[Rows from a segmentation dataset]
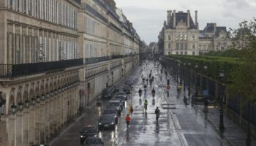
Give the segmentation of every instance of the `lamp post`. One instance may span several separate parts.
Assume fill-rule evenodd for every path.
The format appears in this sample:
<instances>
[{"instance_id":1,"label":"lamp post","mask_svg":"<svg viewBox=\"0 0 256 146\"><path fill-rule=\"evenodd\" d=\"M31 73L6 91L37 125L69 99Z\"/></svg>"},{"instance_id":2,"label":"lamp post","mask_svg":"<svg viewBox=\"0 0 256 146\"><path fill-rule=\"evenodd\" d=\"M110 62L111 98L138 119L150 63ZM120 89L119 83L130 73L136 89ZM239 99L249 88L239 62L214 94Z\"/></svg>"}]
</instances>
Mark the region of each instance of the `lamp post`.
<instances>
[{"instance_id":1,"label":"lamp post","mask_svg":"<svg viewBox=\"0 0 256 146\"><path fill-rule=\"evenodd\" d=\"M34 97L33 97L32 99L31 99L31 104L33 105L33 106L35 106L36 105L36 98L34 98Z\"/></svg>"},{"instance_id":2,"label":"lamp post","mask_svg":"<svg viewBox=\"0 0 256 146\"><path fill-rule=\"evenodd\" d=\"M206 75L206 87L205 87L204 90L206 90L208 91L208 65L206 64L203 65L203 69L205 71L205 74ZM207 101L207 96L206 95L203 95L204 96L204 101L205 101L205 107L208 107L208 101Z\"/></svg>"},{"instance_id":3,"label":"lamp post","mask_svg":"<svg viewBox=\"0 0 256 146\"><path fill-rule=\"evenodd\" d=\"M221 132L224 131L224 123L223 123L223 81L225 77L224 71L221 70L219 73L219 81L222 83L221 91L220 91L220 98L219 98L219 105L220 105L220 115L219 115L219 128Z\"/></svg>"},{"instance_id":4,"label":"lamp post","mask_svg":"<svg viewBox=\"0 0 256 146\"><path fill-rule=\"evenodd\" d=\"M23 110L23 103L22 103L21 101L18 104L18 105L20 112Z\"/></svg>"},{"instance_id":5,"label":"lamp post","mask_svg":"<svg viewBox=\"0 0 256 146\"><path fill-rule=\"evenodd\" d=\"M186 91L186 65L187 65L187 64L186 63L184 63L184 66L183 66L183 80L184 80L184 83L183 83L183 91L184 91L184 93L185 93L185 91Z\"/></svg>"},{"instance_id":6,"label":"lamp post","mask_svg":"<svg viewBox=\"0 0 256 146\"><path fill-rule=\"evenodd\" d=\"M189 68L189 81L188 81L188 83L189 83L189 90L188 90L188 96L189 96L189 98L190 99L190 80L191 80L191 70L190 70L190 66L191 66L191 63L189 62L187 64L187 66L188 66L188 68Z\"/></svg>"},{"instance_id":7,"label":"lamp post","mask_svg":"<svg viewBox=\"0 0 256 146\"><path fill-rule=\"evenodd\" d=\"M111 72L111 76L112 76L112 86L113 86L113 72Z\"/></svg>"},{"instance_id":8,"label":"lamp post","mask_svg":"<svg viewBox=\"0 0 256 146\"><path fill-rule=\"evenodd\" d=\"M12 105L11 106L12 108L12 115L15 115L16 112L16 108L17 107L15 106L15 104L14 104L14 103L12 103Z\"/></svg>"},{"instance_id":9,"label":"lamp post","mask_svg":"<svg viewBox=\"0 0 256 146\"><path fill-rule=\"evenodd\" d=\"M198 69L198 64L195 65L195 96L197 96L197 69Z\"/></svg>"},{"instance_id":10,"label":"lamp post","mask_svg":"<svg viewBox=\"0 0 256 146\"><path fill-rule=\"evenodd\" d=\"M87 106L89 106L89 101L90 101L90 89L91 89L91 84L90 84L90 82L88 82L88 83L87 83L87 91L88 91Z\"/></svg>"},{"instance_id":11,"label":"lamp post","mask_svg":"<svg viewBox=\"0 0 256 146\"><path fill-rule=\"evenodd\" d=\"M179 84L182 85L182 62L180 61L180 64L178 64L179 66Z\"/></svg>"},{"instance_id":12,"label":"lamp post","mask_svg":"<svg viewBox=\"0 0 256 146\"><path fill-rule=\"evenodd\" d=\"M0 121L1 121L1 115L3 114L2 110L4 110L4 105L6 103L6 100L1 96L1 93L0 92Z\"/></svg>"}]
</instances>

◆ **Instructions for the task**
Find each line in the items above that contains the word "every", and copy those lines out in full.

◆ **Response to this exercise**
Give the segmentation of every instance of the `lamp post`. One instance may span several separate parts.
Assume fill-rule evenodd for every path.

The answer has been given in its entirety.